* **SET TASKS**:
[1] In the post on mobile app architecture, what should architecture come as a response to?
[2] Return each line of the listing that contains the word "street".

* **PROVIDED TEXT**:
Lately I’ve been thinking a lot about architecture.
Not from a theoretical point of view, but from something more practical:
why we often end up overcomplicating apps that don’t really need it.
Because if there’s one thing that happens a lot in mobile, it’s this:
we use architectures designed for large systems… in apps that aren’t there yet.
The problem is not the architecture
Architectures like Clean Architecture, MVVM, or similar approaches are not the problem.
They exist for a reason.
The real issue is when and how we use them.
Because many times, we don’t apply them out of necessity…
We apply them because “it’s the right thing to do”.
When everything starts scaling (for no reason)
You start with a simple app.
A couple of screens, some logic, a few network requests.
And suddenly you have:
- Use cases
- Repositories
- Data sources
- Mappers
- DTOs
- Domain models
Everything nicely separated.
Everything looks clean.
But also…
much more complex than the app actually needs.
The invisible cost
That extra complexity isn’t free.
You pay for it with:
- More code to maintain
- More time to make changes
- More friction to understand the flow
And worst of all:
more distance between the idea and the implementation
So… should we avoid architecture?
Not really.
Architecture is necessary.
But it should come as a response to a problem, not as a starting point.
A simpler way to think about it
Instead of asking:
“Which architecture should I use?”
A better question might be:
“What problem am I trying to avoid?”
- Frequent changes in logic → introduce abstraction
- Multiple data sources → separate layers
- Growing complexity → structure things better
If there’s no real problem…
you probably don’t need that much architecture yet.

* **RECORDS SHOWN**:
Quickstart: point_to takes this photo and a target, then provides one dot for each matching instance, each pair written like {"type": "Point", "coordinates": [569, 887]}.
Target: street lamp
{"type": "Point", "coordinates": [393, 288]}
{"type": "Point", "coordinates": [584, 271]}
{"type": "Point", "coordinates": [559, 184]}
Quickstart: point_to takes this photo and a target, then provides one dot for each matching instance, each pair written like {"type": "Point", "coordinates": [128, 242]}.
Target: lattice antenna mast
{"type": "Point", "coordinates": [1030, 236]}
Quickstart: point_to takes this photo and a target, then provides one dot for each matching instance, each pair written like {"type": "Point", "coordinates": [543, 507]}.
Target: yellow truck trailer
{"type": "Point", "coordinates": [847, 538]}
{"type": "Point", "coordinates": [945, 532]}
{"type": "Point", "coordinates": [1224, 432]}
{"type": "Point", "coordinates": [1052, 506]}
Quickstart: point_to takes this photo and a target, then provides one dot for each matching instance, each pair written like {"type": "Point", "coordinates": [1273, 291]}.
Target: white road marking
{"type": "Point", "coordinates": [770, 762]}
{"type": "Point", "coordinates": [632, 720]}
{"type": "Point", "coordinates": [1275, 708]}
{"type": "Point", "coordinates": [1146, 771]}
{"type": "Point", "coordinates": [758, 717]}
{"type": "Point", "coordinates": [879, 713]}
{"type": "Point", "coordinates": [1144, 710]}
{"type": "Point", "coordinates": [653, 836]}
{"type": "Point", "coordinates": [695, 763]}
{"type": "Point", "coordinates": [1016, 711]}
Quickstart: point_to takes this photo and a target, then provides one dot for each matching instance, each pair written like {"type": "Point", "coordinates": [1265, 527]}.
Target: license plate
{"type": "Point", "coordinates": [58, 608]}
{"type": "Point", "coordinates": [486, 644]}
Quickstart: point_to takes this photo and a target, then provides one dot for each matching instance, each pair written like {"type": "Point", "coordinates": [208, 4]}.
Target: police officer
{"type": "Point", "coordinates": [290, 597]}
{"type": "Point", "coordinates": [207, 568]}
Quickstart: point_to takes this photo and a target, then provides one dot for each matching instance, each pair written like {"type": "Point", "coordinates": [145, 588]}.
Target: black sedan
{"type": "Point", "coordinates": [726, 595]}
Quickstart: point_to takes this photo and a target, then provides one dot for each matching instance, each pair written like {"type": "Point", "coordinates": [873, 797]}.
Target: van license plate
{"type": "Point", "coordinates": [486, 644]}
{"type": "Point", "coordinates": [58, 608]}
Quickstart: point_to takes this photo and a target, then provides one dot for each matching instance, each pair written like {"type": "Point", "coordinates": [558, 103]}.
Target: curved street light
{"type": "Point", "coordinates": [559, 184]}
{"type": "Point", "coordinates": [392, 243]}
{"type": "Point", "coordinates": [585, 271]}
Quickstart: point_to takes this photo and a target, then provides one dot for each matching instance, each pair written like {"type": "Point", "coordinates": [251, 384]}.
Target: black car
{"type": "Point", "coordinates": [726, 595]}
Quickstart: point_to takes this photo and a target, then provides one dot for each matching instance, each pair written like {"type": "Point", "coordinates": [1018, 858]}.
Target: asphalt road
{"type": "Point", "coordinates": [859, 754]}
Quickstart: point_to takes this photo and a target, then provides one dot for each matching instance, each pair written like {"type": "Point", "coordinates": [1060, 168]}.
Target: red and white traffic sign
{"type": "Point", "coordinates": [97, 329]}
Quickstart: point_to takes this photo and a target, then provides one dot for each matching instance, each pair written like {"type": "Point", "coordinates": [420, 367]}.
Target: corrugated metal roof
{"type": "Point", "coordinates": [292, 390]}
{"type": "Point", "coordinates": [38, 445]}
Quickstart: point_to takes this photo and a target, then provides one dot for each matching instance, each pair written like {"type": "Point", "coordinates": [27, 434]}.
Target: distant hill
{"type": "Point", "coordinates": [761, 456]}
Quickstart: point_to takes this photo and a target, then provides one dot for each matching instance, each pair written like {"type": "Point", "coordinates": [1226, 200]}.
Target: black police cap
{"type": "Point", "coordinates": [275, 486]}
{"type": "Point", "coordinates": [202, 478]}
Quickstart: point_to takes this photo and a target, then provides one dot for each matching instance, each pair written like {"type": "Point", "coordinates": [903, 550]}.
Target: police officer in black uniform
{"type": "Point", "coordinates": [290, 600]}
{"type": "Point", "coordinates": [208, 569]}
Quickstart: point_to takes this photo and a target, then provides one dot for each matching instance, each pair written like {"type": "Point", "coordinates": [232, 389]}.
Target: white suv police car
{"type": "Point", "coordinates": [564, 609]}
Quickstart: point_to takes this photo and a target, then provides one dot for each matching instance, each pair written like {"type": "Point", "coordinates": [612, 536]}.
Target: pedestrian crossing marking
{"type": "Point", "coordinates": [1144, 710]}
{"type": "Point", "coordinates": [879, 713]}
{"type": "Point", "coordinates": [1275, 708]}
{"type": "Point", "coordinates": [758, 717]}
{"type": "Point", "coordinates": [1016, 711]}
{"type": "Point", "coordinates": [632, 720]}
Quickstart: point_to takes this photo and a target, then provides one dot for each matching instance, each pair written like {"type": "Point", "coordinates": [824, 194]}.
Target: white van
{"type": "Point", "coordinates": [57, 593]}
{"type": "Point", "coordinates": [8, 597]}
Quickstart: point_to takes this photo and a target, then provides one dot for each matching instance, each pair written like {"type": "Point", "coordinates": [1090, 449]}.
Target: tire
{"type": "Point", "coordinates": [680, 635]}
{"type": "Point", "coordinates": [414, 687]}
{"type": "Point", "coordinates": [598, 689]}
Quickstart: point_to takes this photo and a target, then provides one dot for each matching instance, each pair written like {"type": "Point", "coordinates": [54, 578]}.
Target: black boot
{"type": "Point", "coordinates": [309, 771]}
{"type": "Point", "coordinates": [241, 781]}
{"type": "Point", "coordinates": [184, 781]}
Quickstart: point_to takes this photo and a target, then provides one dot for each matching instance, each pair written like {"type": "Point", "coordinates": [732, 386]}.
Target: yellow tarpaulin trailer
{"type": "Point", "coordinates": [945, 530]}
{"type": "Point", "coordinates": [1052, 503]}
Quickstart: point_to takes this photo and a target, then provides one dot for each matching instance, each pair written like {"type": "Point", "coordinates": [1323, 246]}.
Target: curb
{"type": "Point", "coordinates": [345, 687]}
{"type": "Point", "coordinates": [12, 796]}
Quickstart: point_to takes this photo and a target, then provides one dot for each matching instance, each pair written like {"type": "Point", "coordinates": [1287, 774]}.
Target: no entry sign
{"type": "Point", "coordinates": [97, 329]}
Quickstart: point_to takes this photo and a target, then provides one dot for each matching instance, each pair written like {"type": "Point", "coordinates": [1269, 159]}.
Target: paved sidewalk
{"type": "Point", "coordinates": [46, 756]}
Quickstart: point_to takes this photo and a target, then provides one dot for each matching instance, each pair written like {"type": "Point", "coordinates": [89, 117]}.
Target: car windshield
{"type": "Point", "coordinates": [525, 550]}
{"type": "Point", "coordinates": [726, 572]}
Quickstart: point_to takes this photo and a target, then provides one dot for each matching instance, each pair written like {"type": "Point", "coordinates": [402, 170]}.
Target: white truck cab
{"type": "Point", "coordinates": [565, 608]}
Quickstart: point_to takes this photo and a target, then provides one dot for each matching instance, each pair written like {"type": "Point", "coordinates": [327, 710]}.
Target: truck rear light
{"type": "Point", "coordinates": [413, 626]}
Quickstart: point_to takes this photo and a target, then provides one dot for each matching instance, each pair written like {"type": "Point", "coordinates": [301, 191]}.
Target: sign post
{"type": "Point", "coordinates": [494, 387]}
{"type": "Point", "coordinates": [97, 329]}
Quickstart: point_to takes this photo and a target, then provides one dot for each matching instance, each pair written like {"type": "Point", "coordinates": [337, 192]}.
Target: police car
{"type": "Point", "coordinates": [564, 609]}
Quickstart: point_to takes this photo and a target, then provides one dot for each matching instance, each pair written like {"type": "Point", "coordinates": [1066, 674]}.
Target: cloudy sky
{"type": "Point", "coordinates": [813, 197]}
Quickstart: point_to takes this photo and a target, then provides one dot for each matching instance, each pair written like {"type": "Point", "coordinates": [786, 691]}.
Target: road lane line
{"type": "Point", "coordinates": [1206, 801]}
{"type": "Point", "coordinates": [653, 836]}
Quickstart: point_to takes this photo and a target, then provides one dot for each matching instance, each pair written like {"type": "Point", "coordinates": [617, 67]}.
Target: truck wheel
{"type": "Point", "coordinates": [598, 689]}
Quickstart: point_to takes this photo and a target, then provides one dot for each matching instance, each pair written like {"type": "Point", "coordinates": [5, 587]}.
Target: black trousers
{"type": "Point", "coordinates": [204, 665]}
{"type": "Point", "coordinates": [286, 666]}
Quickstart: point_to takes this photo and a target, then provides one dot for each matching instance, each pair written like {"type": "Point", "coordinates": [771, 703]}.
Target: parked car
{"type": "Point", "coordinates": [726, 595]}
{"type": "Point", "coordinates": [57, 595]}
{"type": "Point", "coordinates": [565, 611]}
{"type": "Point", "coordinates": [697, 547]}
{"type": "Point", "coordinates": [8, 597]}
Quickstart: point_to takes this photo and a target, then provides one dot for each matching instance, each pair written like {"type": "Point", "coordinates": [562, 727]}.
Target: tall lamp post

* **TASK-BY-TASK RESULTS**:
[1] A problem, not a starting point.

[2]
Target: street lamp
Target: curved street light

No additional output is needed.